_Quoted passage_.
^^^^
The defendant’s contention that the trial court erred in seating a juror against whom he had exercised a peremptory challenge is without merit. Preliminarily, we note that the issue of whether a prima facie case of discrimination was established is moot (see, People v Payne, 88 NY2d 172, 182). Moreover, the court’s determination that the explanation proffered by counsel for exercising the peremptory challenge was pretextual in nature is supported by the record, which establishes that counsel failed to apply his reasoning for excluding this particular juror to similarly-situated potential jurors (see, People v Allen, 86 NY2d 101, 110).
^^^^
_Data shown_.

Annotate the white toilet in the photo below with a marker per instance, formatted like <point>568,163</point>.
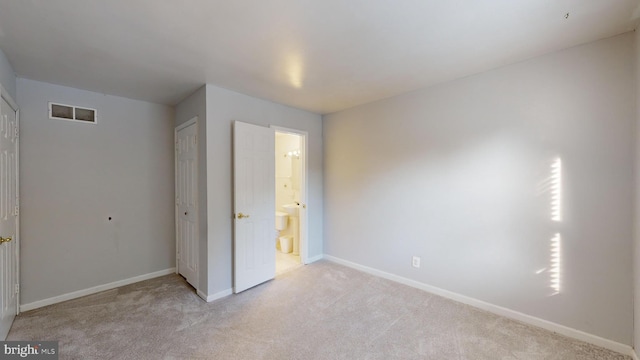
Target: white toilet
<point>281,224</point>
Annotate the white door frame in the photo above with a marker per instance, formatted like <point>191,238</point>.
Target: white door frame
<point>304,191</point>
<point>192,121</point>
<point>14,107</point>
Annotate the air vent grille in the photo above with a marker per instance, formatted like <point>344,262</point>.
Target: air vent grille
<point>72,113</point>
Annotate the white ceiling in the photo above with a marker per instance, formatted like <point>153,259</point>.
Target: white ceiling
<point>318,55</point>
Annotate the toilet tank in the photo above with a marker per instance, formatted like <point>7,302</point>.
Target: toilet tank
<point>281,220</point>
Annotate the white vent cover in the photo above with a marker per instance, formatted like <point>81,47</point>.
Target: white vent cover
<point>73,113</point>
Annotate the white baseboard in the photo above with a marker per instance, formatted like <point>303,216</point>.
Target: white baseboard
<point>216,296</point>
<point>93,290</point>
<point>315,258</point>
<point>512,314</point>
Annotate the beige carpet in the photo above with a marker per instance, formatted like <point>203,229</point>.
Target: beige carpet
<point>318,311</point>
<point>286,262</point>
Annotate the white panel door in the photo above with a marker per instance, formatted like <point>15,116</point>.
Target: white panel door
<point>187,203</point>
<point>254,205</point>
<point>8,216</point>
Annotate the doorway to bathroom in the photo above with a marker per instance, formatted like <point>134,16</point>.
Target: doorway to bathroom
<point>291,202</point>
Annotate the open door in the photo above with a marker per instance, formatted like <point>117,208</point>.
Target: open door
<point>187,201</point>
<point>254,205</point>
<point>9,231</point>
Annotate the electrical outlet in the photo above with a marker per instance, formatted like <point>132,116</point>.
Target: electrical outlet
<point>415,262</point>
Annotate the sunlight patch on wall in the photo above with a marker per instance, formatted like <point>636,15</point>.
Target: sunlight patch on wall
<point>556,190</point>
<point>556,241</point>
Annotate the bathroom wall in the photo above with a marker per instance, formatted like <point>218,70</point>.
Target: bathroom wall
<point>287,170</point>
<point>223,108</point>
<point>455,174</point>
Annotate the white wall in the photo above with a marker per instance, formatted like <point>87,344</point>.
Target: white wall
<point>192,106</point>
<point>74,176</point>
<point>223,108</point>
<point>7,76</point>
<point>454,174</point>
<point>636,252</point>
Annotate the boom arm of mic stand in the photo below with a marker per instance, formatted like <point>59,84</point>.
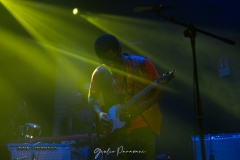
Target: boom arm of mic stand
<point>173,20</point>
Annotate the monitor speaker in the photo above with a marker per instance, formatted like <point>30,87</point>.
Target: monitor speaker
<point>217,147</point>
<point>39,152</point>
^^^^
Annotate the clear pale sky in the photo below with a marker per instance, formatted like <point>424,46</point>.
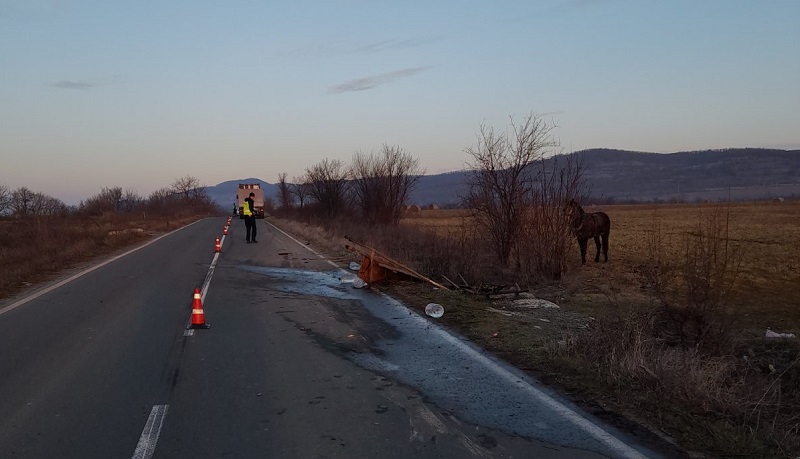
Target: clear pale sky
^^^^
_Required work_.
• 1. Write out the records as a numbered list, everything from the line containing "Annotate the white toilet" down to the line containing "<point>72,113</point>", with blank lines dropped and the pictures left out.
• 2. Write what comes next in the passage on the peremptory juror challenge, starting after its last sentence.
The records bear no relation to the passage on the peremptory juror challenge.

_Answers_.
• 1.
1. Annotate the white toilet in the photo below with a marker per instance, formatted like <point>568,163</point>.
2. Target: white toilet
3. <point>281,224</point>
4. Annotate the white door frame in the photo above with a marker per instance, formatted like <point>191,238</point>.
5. Target: white door frame
6. <point>304,191</point>
7. <point>192,121</point>
8. <point>14,107</point>
9. Annotate the air vent grille in the photo above with a marker per instance, formatted like <point>344,262</point>.
10. Target: air vent grille
11. <point>72,113</point>

• 2.
Contrary to the defendant’s contention, the court did not err in imposing consecutive sentences for the two robberies of which he was convicted. While the robberies of the two victims were part of the same incident, the crimes involved separate acts or takings from each individual of their respective property (see, People v Santos, 162 AD2d 478; compare, People v Ramirez, 89 NY2d 444). Concurrent sentences were not mandated because the two robberies were not committed through a single act, and the robbery of one of the victims was not a material element of the robbery of the other (see, Penal Law § 70.25 [2]). Moreover, the sentences are not excessive (see, People v Suitte, 90 AD2d 80).
The defendant’s remaining contention is unpreserved for appellate review.(see, CPL 470.05 [2]). Bracken, J. P., O’Brien, Thompson and Altman, JJ., concur.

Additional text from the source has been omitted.